* **The task**
Copy out every line holding the string "street" from the records below.

::: Extracted information

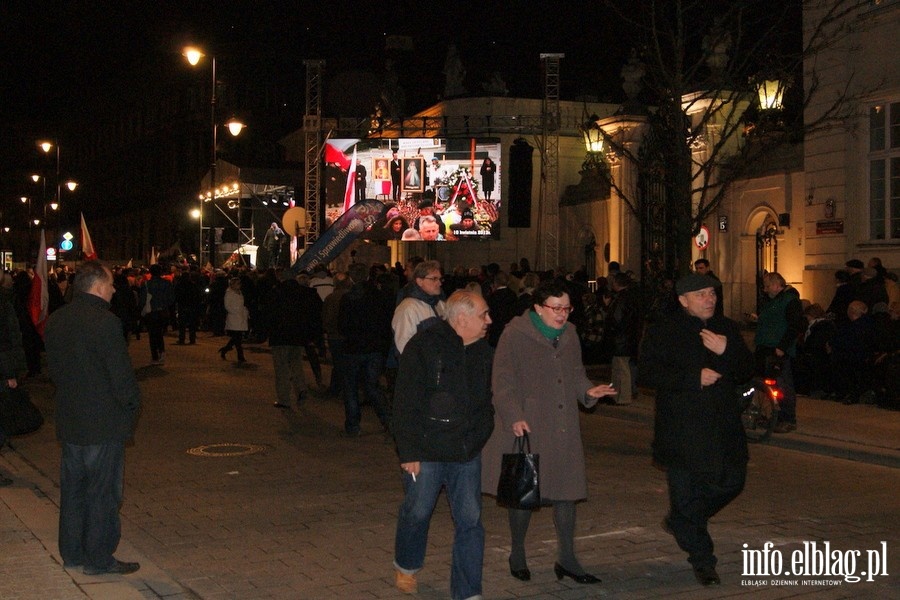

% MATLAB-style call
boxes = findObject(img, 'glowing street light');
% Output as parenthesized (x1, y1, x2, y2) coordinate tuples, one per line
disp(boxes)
(184, 45, 245, 266)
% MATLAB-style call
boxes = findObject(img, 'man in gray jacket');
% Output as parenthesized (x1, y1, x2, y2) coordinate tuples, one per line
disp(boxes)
(45, 261, 142, 575)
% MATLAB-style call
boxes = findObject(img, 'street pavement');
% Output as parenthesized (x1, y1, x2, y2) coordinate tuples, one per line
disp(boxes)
(1, 331, 898, 599)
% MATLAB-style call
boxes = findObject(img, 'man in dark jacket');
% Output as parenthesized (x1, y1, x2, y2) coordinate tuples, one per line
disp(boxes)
(639, 273, 754, 587)
(605, 272, 642, 404)
(391, 290, 494, 598)
(174, 266, 203, 345)
(486, 270, 518, 347)
(0, 270, 27, 486)
(44, 261, 142, 575)
(754, 271, 803, 432)
(338, 263, 392, 435)
(264, 272, 310, 409)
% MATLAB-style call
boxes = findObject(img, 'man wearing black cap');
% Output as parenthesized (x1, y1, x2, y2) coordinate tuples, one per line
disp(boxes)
(639, 273, 754, 587)
(845, 258, 864, 295)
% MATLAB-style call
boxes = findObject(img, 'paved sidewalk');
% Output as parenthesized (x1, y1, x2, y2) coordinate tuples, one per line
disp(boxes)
(0, 338, 897, 599)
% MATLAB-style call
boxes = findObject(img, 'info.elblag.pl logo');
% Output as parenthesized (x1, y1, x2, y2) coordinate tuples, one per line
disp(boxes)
(741, 541, 889, 586)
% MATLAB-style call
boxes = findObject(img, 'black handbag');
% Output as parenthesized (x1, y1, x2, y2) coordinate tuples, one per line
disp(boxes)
(0, 386, 44, 436)
(496, 432, 541, 509)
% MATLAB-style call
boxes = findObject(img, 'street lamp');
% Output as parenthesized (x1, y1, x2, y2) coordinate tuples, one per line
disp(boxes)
(756, 79, 786, 111)
(37, 141, 78, 259)
(184, 46, 245, 267)
(562, 115, 611, 205)
(580, 114, 605, 154)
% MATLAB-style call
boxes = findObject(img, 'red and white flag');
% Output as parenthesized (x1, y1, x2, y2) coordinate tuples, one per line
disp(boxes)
(81, 212, 97, 261)
(342, 146, 358, 214)
(28, 230, 49, 338)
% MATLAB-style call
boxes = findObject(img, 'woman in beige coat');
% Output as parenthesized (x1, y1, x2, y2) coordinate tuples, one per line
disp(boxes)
(482, 280, 615, 584)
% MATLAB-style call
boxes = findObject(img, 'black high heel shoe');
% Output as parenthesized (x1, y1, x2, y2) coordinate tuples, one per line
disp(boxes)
(508, 559, 531, 581)
(554, 562, 601, 584)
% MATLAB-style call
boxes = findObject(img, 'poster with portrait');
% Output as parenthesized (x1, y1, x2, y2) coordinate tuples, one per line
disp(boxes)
(401, 157, 425, 193)
(372, 157, 391, 181)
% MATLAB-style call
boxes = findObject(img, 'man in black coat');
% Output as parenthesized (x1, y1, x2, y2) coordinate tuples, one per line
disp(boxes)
(338, 263, 392, 435)
(486, 271, 518, 347)
(174, 266, 203, 345)
(639, 273, 754, 587)
(44, 261, 142, 575)
(605, 273, 642, 404)
(391, 289, 494, 597)
(264, 272, 310, 409)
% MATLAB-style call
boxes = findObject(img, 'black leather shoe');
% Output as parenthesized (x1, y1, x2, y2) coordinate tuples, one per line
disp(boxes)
(83, 560, 140, 575)
(693, 565, 721, 586)
(509, 559, 531, 581)
(554, 562, 601, 584)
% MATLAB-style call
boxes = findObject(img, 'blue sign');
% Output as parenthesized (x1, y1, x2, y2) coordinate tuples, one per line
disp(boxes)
(60, 240, 74, 251)
(291, 199, 387, 274)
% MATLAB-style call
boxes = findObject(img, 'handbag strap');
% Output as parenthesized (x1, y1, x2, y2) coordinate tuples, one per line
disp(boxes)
(513, 432, 531, 454)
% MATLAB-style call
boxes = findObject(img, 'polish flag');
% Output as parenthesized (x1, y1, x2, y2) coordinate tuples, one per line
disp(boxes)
(342, 147, 358, 214)
(28, 230, 49, 338)
(81, 212, 97, 260)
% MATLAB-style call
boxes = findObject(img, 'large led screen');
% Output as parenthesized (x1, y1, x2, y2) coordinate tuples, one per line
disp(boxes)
(324, 138, 501, 241)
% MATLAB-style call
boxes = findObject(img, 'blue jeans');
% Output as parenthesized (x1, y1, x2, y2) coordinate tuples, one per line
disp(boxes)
(394, 457, 484, 600)
(59, 442, 125, 570)
(342, 352, 388, 433)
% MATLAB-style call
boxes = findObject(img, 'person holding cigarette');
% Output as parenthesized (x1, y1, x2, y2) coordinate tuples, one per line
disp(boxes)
(391, 290, 495, 598)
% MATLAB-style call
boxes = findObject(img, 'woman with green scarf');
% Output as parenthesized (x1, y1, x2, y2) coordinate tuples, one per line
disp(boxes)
(481, 280, 616, 585)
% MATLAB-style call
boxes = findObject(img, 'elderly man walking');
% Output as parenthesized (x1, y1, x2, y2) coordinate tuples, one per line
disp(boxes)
(392, 290, 494, 599)
(45, 261, 142, 575)
(639, 273, 754, 586)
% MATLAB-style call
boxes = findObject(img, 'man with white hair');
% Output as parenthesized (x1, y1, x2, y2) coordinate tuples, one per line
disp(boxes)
(392, 290, 494, 598)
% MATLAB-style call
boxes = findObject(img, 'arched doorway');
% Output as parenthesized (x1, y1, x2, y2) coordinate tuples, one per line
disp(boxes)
(749, 210, 779, 312)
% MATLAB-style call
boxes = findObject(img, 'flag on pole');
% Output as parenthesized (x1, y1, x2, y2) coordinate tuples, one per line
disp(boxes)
(28, 230, 49, 338)
(150, 247, 158, 265)
(342, 147, 358, 214)
(80, 212, 97, 261)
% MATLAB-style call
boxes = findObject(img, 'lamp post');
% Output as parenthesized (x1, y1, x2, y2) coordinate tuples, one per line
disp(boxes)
(184, 47, 245, 267)
(563, 115, 610, 205)
(37, 141, 77, 262)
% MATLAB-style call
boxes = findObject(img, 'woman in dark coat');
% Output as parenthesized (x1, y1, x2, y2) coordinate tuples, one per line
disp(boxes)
(479, 158, 496, 200)
(482, 281, 615, 584)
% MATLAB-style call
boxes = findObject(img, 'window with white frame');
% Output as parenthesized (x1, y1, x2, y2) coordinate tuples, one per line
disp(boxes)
(868, 102, 900, 240)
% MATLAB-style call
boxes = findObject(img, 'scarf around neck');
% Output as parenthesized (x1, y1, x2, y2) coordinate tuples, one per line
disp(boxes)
(529, 310, 567, 342)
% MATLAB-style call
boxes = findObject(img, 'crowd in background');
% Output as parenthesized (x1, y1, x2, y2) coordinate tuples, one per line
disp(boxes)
(3, 252, 897, 412)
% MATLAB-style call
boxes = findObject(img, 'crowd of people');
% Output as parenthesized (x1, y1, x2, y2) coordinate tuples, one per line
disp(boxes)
(0, 252, 896, 596)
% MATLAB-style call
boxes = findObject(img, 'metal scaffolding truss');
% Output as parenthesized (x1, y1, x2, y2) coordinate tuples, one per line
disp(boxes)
(539, 53, 563, 271)
(303, 60, 325, 243)
(312, 114, 587, 138)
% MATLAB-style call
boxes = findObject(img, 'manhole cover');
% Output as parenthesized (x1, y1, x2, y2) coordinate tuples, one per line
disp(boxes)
(186, 443, 265, 457)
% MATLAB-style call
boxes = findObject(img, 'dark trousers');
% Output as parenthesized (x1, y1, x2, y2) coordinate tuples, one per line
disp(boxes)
(327, 336, 348, 395)
(144, 310, 167, 360)
(666, 463, 746, 569)
(342, 352, 388, 434)
(177, 305, 199, 344)
(222, 330, 245, 361)
(59, 442, 125, 570)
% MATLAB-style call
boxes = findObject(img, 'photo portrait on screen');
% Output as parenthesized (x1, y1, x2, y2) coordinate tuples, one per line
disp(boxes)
(401, 157, 425, 194)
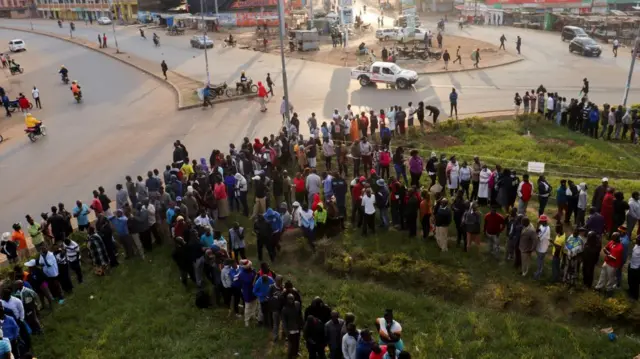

::::::

* **Written answer**
boxes = findObject(img, 'glowing street light');
boxes = findObject(img, 'street pavement');
boxes = findObject(img, 'street lamp');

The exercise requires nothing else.